Quoted text
........

The opt-in part was interesting as they monitor the number of users who opt-in to a feature only to later opt-out. Possibly a leading indicator of a “bad” feature.

He also mentioned that they also tend to “dark launch” features, especially if they’ve got an event coming up where it’ll be announced to a fanfare. Apparently at one such event they turned on feature as the live demo was starting only to uncover a cascading failure which hadn’t previously presented itself. Queue red faces all round. Now they dark launch.

When it comes to a full roll out they start with what he called a canary data centre which is only used by internal users, I guess you can afford such luxuries when you are running the platform. From here they go to the smallest external data centre, then the largest to get the extremes of traffic. Penultimately they go to the highest latency data centre before releasing everywhere.

Live Site Culture / Production First Mindset / Security Mindset

If you’ve been involved in a production incident you might recognise some of these themes.

Every alert that a system generates must be actionable and represent a real issue.

When there is a an incident a “bridge” call is created with the people that are required. For each service they have a DRI “Directly Responsibly Individual” who will be brought into the call (these people are on a rotation like our 24/7 rotas).

After an incident they do a root cause analysis and run transparent postmortems, much in the same way we do. Anything that comes out of a postmortem has a two sprint deadline to be fixed, which is usually up to 6 weeks away.

In postmortems if bad alerts were raised or the the wrong DRI was paged it is considered just as serious as the problem itself – anything that increases the time to resolution is bad.

They also periodically run security war games where a group will try and break into the system while another tries to detect them. Their mantra is to that accept “breaches happen”, so it is better that an internal team finds them and that they can detect breaches as quickly as possible. Emailing everyone a screen grab of the hacking team logged into VSTS as one of the heads of engineering is a fun prize if when they manage to succeed.

The cool thing about the war games are that they have incrementally become harder for the attacking team, as less and less obvious flaws are found and fixed.


The principles around teams he described weren’t a million miles from some that we have at Skyscanner.


There were some differences though, firstly they seemed to favour physically located teams more than we do. Second they favour a 3 week sprint structure. Starting with a sprint plan communicated to the group (tribe) and ending with a “what we accomplished” message including a short over the shoulder video demo. The video demos must have zero production value as people got a bit carried away initially!

The most surprising thing for me was that their teams typically disband after 12-18 months. At this point program managers pitch their projects and engineers pick a top 3 which they’d like to work on. They aim to give everyone their first choice, although occasionally go to 2nd. That’s how teams are formed for the next 12-18 months.

........

Information supplied
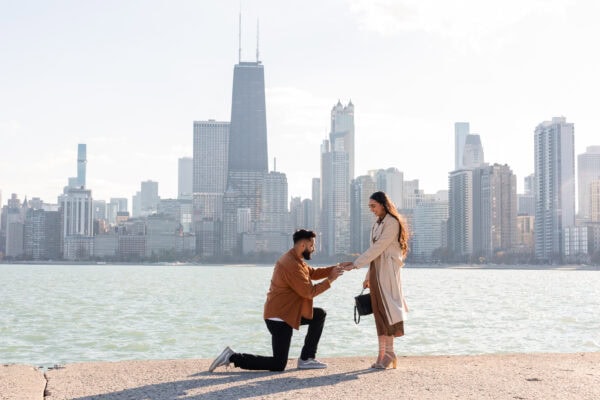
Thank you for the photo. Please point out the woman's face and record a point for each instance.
(377, 208)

........

Instruction
Extend the write-up on release and team practices by writing what comes next after its final sentence. The listing is separate material and unrelated to the write-up on release and team practices.

Final answer
Tutorial takeaways

Effective Testing with API Simulation and (Micro)Service Virtualisation

The morning tutorial I attended was called “Effective Testing with API Simulation and (Micro)Service Virtualisation”.

Testing our microservices without spinning up versions of their dependencies, writing custom mocks or using sandbox stacks is something I think don’t we’ve quite mastered so this tutorial seemed quite interesting to me.

The tutorial was mainly a hands on lab using an open source tool called hoverfly to simulate requests from a dummy Flights API that they had supplied (the fact it was a flight API I did find quite amusing).


We started by setting up Hoverfly as a proxy between ourselves and the API and allowing it to record the communication.

From this it was able to do simple playback of responses it had seen.

We built on this first by playing around with the request matching rules, making them a bit smarter and able to respond to more general requests than the ones we’d explicitly made.

Next we added templating to the rules so that request parameters, in this case from and to places, could be used in the response.

Finally we looked at the plugins which allow you to write custom Python, Java or Node code to intercept requests and build responses.

Overall it seemed like a really nifty tool and I’ll certainly be looking at how we could apply it to our deployments in Experimentation Services.

Resilient Software Design In A Nutshell

The afternoon session was totally different – it was three hours of really intense information, but it was awesome.


Uwe Friedrichsen rattled through a whole tool box of patterns and techniques for resilient design, thankfully not all of the ones on that slide were covered or we might not have finished yet.

What I really liked about the session was that it was presented as a tool box with pros and cons rather than a “do this” approach.

I’ve got a 300 line text file on my computer with notes from the talk so clearly I can’t do it justice in a paragraph or two but I really enjoyed it and learnt a lot.

Here’s some of the things he covered:

  • Availability = mean time to failure / mean time to failure + mean time to recovery
  • Failure types
  • Isolation
  • Activation paths
  • Dismissing reusability (a controversial one)
  • Detection methods – timeout, circuit breakers, acks, monitoring
  • Recovery methods – retry, rollback, rollforward, reset, failover
  • Mitigation methods – fall back, queues, back pressume, share load
  • Prevention – routine maintenance
  • Complimenting – Redundancy, idempotency, stateless, escalation
  • Other stuff – backup requests, marked data, anti-fragility, error injection, relaxed temporal constraints

A great takeaway from the tutorial was what he called the “Architecure Cycle”:

  1. Make initial core architectural decisions
  2. Design bulkheads
  3. Select detection, recovery and mitigation patterns
  4. Optionally augment with prevention and complementing patterns
  5. Implement
  6. Deploy
  7. Measure
  8. Learn (Measure and learn. Don’t guess, know)
  9. Assess pattern selection (Value vs cost – Keep the balance)
  10. Repeat to 2 (Revisit core if needed)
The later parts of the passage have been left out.